**RECORDS PROVIDED:**
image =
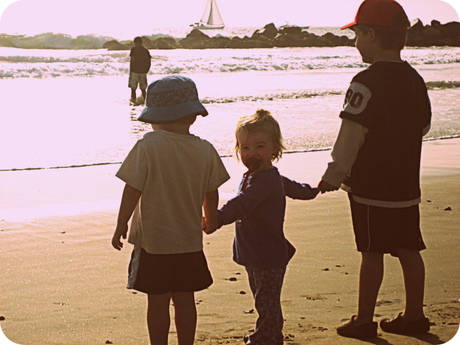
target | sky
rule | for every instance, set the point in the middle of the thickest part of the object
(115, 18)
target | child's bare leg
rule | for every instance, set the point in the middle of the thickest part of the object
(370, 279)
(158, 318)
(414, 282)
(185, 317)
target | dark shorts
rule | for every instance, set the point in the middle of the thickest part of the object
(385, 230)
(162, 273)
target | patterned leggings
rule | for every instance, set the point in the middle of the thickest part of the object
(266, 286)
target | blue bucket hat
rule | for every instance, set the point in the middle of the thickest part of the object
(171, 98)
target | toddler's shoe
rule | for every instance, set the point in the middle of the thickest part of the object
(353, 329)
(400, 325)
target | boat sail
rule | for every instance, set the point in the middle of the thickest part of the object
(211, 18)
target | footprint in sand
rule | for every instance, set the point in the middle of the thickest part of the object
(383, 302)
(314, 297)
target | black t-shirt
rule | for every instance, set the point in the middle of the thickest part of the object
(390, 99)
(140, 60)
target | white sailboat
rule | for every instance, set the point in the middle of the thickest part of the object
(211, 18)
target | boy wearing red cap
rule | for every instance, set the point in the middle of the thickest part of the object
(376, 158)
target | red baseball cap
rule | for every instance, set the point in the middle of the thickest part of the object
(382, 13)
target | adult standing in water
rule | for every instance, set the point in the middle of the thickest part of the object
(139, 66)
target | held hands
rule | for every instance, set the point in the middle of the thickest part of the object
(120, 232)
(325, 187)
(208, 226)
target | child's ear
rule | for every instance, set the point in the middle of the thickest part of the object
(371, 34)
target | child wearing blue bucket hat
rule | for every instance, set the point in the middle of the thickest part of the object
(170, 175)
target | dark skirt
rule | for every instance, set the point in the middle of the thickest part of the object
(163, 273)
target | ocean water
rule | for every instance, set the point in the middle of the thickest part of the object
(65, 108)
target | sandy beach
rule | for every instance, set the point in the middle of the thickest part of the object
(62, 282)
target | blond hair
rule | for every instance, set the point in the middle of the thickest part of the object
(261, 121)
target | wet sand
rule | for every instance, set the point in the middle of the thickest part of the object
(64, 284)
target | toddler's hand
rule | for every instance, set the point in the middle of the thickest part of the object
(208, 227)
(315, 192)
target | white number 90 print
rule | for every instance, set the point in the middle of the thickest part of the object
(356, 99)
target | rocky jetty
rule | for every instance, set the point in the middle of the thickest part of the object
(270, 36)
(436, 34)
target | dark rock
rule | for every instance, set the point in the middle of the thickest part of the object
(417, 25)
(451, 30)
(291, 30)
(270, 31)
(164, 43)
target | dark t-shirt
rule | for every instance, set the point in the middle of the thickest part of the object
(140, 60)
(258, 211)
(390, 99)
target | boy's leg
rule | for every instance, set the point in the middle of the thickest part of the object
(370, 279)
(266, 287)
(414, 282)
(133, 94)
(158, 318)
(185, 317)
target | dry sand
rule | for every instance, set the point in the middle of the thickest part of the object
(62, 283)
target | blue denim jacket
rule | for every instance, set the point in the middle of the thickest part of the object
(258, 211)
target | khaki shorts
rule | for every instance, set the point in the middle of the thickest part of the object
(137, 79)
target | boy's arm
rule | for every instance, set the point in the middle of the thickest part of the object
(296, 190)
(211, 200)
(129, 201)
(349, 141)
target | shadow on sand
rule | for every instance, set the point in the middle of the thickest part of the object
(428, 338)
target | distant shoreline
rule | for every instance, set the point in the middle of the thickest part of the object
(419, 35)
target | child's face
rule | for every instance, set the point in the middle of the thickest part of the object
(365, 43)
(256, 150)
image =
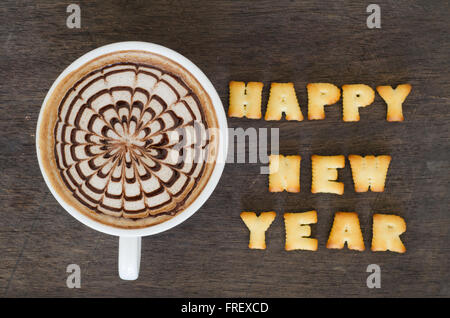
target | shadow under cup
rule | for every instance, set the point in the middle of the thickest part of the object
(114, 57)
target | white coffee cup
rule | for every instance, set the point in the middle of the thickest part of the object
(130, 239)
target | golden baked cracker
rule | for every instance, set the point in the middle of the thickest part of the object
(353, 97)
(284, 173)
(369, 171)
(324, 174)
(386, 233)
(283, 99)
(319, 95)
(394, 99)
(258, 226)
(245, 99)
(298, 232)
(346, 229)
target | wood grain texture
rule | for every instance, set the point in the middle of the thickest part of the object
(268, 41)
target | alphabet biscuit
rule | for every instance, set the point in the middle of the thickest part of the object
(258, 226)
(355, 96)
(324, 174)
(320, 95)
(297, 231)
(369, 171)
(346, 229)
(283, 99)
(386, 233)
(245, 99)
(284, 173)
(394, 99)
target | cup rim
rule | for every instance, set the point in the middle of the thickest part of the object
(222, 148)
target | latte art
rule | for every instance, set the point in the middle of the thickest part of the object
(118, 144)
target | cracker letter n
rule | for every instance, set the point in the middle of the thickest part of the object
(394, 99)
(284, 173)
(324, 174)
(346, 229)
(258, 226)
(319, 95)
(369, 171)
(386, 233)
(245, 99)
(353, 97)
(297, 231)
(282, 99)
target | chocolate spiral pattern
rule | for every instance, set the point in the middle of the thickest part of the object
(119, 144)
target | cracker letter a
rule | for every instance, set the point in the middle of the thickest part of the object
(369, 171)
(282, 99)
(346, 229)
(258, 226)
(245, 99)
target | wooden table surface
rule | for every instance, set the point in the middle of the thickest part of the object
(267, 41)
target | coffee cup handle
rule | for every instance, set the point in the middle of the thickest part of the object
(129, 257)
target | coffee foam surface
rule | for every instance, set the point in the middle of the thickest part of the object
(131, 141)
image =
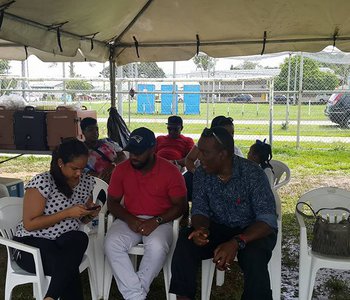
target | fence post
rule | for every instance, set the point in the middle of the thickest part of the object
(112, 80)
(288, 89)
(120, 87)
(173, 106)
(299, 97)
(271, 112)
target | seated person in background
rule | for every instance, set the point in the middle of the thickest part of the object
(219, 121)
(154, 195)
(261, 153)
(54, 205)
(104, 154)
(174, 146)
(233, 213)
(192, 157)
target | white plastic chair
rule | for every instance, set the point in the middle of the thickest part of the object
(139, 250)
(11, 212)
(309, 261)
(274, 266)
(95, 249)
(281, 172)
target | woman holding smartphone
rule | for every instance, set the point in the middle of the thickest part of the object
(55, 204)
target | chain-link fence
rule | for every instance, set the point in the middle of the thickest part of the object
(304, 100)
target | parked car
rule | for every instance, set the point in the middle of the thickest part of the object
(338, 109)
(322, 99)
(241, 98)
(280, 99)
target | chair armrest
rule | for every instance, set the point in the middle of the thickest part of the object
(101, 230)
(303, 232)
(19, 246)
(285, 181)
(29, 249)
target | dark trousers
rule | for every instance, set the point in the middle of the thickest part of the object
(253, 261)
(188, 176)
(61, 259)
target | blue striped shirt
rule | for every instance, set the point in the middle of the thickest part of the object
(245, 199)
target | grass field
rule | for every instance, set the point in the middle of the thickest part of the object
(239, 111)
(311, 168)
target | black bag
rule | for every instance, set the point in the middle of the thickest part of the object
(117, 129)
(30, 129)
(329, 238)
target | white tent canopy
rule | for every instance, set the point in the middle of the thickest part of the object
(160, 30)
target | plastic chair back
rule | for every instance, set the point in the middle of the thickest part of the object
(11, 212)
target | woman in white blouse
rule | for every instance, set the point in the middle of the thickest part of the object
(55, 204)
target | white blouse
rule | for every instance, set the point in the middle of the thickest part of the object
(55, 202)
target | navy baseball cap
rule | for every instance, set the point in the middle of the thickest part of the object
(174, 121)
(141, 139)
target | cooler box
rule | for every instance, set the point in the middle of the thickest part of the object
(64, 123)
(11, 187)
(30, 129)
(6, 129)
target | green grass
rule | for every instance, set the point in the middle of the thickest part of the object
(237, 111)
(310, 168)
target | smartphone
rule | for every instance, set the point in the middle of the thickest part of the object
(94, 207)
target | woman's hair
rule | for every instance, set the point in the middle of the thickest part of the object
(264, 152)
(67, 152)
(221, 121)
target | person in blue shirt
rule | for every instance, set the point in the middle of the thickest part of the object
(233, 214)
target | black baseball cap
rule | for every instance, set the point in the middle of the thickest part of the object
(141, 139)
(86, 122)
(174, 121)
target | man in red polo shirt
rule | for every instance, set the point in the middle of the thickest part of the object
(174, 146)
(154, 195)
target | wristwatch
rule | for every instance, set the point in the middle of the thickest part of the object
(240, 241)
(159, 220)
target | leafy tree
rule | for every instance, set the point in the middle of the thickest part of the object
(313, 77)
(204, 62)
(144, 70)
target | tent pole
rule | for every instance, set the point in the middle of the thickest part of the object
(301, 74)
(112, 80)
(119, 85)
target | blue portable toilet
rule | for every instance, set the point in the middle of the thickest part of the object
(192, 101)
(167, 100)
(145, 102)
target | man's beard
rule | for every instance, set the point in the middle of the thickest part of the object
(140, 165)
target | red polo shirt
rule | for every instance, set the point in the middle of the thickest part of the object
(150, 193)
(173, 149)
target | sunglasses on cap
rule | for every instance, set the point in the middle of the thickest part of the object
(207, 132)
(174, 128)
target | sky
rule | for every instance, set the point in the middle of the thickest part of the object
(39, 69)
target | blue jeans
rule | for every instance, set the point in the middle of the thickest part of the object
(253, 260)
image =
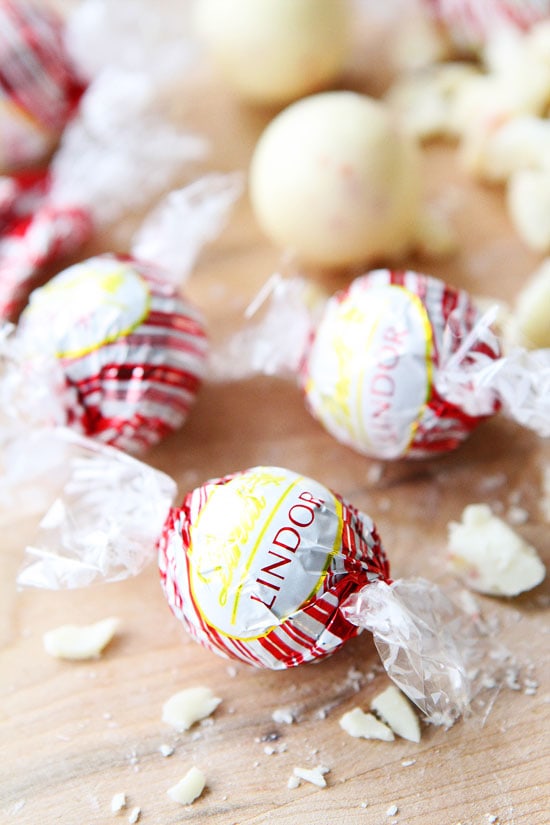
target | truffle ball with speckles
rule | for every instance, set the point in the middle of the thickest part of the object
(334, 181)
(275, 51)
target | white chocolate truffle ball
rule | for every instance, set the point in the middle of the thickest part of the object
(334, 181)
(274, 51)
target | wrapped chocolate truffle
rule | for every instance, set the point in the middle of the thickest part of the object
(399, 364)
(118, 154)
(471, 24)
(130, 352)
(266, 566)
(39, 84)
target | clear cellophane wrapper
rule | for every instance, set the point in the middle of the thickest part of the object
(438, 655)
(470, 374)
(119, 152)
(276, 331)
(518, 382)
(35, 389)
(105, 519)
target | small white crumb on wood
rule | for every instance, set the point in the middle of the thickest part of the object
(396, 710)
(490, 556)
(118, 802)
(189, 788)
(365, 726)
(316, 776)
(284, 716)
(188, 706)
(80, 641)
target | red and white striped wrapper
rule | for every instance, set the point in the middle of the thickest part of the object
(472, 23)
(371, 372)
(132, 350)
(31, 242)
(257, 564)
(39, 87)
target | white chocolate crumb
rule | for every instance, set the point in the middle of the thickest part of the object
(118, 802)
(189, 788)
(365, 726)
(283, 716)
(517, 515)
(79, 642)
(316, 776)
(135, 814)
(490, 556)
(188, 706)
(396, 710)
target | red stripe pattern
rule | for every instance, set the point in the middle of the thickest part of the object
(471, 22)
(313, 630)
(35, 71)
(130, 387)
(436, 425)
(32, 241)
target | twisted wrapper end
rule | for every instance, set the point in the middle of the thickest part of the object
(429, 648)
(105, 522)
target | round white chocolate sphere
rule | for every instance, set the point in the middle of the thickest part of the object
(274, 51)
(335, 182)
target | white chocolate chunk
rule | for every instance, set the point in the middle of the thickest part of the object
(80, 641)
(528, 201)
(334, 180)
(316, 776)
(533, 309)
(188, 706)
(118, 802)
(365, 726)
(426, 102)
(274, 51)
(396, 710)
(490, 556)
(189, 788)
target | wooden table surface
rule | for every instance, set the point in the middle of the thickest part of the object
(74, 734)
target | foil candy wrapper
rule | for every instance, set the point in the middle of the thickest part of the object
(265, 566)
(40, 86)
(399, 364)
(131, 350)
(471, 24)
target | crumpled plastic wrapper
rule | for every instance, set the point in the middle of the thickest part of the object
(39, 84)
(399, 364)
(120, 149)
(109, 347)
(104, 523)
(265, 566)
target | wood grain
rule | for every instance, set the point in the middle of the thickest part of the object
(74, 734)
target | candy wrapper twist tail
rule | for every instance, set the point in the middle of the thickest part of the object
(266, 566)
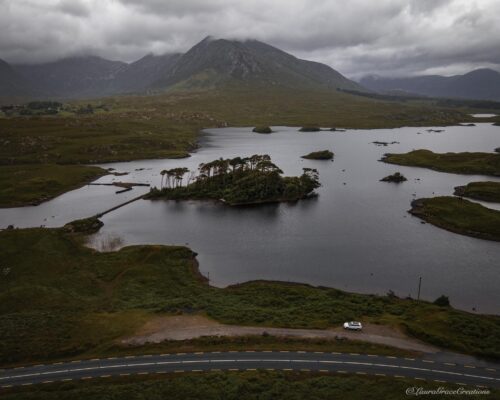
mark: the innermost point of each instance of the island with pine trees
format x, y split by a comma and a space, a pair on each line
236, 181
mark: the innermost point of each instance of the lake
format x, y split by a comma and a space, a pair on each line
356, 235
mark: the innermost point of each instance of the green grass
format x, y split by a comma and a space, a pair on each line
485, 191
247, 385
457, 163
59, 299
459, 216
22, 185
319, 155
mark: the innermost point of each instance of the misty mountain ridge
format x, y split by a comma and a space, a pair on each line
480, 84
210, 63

**WHAT IS NEEDED:** Your answer should consist of the lines of the listing that contain "green", copied as they stand.

**OUTPUT BELOW:**
target | green grass
mark: the innermost point of each instance of the green grass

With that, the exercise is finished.